*Activity list:*
a) In the article on tattooing among tribal women, rename "Gond and Kolam" to "Gond and Kolam tribal" and give the part that begins at the words "The properly clothed" and stops after "in recent times.".
b) Continue the article on tattooing among Gond and Kolam women from the point where it ends.

---- Document passage

The properly clothed young Gond and Kolam women now make do with the tattoos of the symbols of their tribes
If reduction in the size of clothes heralded the fashion of tattooing in urban centres, a reverse trend is seen in the agency areas of Adilabad district in recent times.
The growing propensity for better clothing has reduced the scope for tribal people to get their bodies tattooed elaborately, in tune with their tradition. Improved economic conditions and increased access to the outside world has made people from the primitive Gond and Kolam tribes to adopt ‘modernity'. Therefore, semi-clad women are not found in the younger generations in the agency areas anymore.
Traditionally, Gond and Kolam women wore meagre clothes which left a good part of their body exposed to sun.
Much of bare skin used to be covered with tattoos, or ‘kohkana' in Gondi, which gave the individual a decent look.
“Tattooing on the back, waist, arms and face was done during infancy of the girl child. The practice continues to this day but the size of the tattoo is much smaller,” says Kala Ratna award winner Guruji Ravinder Sharma of Adilabad's Kala Ashram, who has studied the culture of local primitive tribes.

--------
---- Data records

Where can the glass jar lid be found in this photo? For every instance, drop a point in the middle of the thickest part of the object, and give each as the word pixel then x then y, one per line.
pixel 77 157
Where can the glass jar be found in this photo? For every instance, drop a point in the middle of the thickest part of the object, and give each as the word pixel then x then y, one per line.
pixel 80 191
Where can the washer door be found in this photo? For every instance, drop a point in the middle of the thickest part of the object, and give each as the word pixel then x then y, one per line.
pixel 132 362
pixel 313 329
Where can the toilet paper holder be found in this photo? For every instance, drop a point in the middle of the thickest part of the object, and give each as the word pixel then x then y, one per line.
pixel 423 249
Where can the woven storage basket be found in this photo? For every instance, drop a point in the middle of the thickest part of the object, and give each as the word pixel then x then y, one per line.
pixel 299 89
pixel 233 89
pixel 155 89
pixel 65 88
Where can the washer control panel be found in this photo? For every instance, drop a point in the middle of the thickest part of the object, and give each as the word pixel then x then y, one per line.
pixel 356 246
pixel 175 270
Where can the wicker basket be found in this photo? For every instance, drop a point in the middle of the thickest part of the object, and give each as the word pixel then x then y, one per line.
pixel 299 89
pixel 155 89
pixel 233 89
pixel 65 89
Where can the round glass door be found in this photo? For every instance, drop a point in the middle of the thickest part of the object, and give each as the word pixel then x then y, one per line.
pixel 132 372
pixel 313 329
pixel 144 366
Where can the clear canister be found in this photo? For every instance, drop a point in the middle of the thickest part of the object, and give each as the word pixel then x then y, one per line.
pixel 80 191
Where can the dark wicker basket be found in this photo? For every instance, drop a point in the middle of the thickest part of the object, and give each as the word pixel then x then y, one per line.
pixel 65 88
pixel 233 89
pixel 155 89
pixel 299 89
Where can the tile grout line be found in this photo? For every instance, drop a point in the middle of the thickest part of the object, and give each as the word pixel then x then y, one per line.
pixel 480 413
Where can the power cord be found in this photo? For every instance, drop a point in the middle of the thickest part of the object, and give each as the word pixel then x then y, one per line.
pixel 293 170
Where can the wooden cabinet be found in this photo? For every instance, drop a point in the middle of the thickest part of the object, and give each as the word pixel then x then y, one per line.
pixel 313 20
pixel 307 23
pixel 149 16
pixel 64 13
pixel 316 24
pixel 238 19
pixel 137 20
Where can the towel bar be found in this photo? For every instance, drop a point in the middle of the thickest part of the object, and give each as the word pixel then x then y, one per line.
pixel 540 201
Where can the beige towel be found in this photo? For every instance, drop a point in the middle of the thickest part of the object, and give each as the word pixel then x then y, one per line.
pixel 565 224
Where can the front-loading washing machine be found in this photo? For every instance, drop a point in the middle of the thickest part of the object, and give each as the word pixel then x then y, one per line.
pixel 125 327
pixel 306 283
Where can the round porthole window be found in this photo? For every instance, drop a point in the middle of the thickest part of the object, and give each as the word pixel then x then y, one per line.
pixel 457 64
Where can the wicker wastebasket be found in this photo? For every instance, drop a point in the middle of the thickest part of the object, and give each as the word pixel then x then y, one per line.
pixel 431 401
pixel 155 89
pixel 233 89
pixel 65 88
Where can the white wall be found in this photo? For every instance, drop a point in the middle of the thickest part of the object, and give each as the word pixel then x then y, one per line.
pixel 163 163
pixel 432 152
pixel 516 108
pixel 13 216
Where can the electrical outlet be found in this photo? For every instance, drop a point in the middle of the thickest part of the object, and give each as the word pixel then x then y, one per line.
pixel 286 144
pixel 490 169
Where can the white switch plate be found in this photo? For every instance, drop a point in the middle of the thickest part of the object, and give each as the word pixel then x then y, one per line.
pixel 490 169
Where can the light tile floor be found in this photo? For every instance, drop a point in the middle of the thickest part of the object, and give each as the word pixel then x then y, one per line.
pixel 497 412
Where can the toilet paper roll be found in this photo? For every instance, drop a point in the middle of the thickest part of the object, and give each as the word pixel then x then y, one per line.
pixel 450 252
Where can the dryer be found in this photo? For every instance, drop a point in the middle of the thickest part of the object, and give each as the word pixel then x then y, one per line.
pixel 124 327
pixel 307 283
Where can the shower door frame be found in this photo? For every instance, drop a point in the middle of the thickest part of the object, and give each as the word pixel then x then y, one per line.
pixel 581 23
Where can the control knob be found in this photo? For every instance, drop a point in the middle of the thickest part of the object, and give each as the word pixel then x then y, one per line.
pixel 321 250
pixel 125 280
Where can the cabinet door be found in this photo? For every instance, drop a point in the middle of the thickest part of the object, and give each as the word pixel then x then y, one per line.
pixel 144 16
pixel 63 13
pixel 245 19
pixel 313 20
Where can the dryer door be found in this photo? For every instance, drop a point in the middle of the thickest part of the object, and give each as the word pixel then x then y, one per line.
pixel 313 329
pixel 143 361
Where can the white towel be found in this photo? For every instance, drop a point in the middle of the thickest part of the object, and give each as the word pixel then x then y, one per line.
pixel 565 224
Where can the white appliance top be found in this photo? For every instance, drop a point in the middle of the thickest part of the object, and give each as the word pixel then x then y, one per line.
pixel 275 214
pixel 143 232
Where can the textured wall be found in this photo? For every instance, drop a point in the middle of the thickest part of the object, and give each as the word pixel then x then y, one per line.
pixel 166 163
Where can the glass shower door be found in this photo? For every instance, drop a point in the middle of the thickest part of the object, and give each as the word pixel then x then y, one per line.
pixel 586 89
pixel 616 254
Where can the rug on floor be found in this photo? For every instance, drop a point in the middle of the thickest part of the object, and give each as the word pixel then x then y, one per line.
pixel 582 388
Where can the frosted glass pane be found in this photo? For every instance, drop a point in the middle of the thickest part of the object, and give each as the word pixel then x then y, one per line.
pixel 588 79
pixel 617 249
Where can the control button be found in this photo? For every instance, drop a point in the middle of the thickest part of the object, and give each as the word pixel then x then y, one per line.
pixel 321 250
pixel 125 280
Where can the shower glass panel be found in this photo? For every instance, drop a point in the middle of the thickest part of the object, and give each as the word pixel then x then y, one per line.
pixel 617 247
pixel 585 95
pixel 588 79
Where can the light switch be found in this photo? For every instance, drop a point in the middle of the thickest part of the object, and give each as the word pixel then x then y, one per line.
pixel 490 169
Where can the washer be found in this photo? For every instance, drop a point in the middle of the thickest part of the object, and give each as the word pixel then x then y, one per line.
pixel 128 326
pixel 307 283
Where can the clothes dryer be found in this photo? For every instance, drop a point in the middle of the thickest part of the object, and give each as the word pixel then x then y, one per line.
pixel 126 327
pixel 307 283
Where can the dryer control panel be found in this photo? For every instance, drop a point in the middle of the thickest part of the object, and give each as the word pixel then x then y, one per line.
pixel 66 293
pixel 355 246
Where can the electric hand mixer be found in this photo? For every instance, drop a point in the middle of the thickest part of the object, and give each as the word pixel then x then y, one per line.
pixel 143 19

--------

*Activity answers:*
a)
The properly clothed young Gond and Kolam tribal women now make do with the tattoos of the symbols of their tribes
If reduction in the size of clothes heralded the fashion of tattooing in urban centres, a reverse trend is seen in the agency areas of Adilabad district in recent times.

b)
The properly clothed young Gond and Kolam women now make do with the tattoos of the symbols of their tribes. The symbols -- half moon and three spots in a triangle -- are tattooed on the forehead and on the chin respectively.
“Tattooing is also considered curative of some illnesses. For examples some tattoos on the temple and forehead cured the individuals of chronic headaches,” says Mesram Jangu, former chairman of the Nagoba temple committee, Keslapur.
The dwindling inclination for tattooing has also deprived the Thotti primitive tribe of its traditional livelihood. Thottis were masters in the art of tattooing and were medicine men in their own right. The methodology of tattooing has also changed in recent times.
While the Thottis used to puncture the skin with three medicated needles bound together, the present day tattooists use a drill like machine.